Things to do:
**a.** Answer these questions about the passage on Jesus, one answer per line, marked (i), (ii) and (iii) to match.
(i) According to the passage, which two worship services draw the most attendance each year?
(ii) Why does the passage say Jesus as a baby is attractive?
(iii) Which verse reference does the passage give for the words "Love your enemies and pray for those who persecute you"?
**b.** Go on with the passage on Jesus, starting after its final sentence.

Document passage:
========================================
There is a danger here for you as well.  You are tempted to be offended by Jesus when He is not who you want Him to be.  It is easy to love baby Jesus in the manger in Bethlehem.  Baby Jesus wrapped in swaddling clothes feels like someone you can get your arms around; someone you can control.  Jesus as a baby is attractive because He is not making any demands of you. 

Jesus as the Good Shepherd is also a popular image.  Jesus caring for you, picking you up when you have fallen down, comforting you when things are going badly.  Easter Jesus is popular.  The resurrected Jesus is a great comfort.  Jesus conquers death.  Easter Jesus is a joyous, triumphant Jesus.  It is interesting that the most well-attended worship services each year are Christmas Eve and Easter Sunday.  And this is good and we should indeed celebrate Jesus’ birth and His resurrection.  We should be comforted by Jesus the Good Shepherd.  But there is more to Jesus. 

There is preaching Jesus calling you to repent and believe the Gospel.  There is Sermon on the Mount Jesus teaching, Matthew 5:44 (ESV) 44 … Love your enemies and pray for those who persecute you,”  There is Maundy Thursday and Good Friday Jesus being betrayed and arrested and beaten and mocked and whipped and crowned with thorns and cruelly nailed to the cross to slowly die… for your sins. Maundy Thursday and Good Friday Jesus is offensive because if He is suffering and dying because of your sins.  This is offensive because it means -- that you are a sinner.  Who does Jesus think He is that He dies for your sin?  Who is He to call you to repent of your sin?
========================================
Data entries:
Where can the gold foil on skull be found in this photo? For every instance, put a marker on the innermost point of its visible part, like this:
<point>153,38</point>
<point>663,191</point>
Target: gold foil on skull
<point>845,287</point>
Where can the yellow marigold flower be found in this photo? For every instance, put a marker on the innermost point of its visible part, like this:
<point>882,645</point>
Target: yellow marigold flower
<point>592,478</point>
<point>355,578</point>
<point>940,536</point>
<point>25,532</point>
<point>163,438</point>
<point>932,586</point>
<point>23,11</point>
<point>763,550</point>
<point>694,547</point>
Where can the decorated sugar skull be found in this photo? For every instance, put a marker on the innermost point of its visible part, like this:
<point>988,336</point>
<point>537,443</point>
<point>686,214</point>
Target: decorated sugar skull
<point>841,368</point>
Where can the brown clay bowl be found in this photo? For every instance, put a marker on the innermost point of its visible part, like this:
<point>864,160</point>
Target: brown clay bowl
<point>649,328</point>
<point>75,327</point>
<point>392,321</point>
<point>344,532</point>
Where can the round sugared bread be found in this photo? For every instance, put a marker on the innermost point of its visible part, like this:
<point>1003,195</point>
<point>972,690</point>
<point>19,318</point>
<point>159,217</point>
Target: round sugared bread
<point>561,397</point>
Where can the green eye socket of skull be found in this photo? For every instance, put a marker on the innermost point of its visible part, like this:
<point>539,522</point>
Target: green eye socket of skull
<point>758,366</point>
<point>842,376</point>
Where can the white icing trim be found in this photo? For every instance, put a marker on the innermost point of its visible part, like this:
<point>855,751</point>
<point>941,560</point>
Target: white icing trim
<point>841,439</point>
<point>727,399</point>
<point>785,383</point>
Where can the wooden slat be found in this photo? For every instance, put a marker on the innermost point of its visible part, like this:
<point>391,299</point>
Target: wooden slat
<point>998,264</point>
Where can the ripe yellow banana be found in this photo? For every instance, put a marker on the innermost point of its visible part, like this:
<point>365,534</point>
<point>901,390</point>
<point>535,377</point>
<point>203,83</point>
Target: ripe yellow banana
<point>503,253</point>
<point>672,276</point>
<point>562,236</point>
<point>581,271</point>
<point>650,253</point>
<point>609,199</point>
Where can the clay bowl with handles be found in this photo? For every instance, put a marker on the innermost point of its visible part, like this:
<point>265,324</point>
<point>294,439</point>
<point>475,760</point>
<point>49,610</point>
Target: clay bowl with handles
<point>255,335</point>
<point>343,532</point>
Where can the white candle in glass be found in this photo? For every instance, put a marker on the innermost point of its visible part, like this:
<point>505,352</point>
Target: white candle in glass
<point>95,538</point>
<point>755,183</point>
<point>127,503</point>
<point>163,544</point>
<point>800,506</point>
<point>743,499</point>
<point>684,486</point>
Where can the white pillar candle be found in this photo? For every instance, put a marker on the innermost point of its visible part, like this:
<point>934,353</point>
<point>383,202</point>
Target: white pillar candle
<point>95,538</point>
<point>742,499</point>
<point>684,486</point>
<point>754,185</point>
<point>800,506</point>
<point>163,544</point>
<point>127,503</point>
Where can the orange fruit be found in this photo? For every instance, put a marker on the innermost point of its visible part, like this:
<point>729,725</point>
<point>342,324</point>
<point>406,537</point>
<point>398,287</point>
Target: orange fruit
========================================
Answers for the exercise:
**a.**
(i) Christmas Eve and Easter Sunday.
(ii) He is not making any demands of you.
(iii) Matthew 5:44 (ESV).

**b.**
            In our Gospel reading the people are offended by Jesus’ teachings because they do not understand Him.  Jesus says, John 6:51-52 (ESV) 51 I am the living bread that came down from heaven. If anyone eats of this bread, he will live forever. And the bread that I will give for the life of the world is my flesh.”  52 The Jews then disputed among themselves, saying, “How can this man give us his flesh to eat?”  

Eat Jesus’ flesh???  This just doesn’t make sense in the regular, human way of thinking.  You want to think that if you cannot understand something on its face value, it must not be true.  It is easy to fall into this way of thinking.  There are many things that God teaches that do not make logical sense and you are tempted to eliminate anything you cannot understand.  How could God create the world in seven days? That doesn’t make sense.  It must not be true.  How could God cause a global flood, part the Red Sea, take Elijah up to heaven in a flaming chariot?  How could Jesus turn water into wine, heal the sick, raise the dead?  It does not make sense…it must not be true.  How can the water and word in Holy Baptism save you? How can Jesus give His Body and Blood in, with and under the bread and wine of Holy Communion?  It is too easy to forget that God is God and you are not. It is too easy to forget the words of the Prophet Isaiah, Isaiah 55:8 (ESV) 8 For my thoughts are not your thoughts, neither are your ways my ways, declares the Lord. 

Jesus is teaching the people in a deep, powerful way.  He is speaking with profound images.  The Lord’s Supper has not yet been established, but that is coming, and we can see foreshadowing here of the eating and drinking of the Body and Blood of Jesus in the Holy Supper.  But what does it mean for Jesus’ followers on that day?  Martin Luther writes about this text, “To eat is synonymous here with to believe.”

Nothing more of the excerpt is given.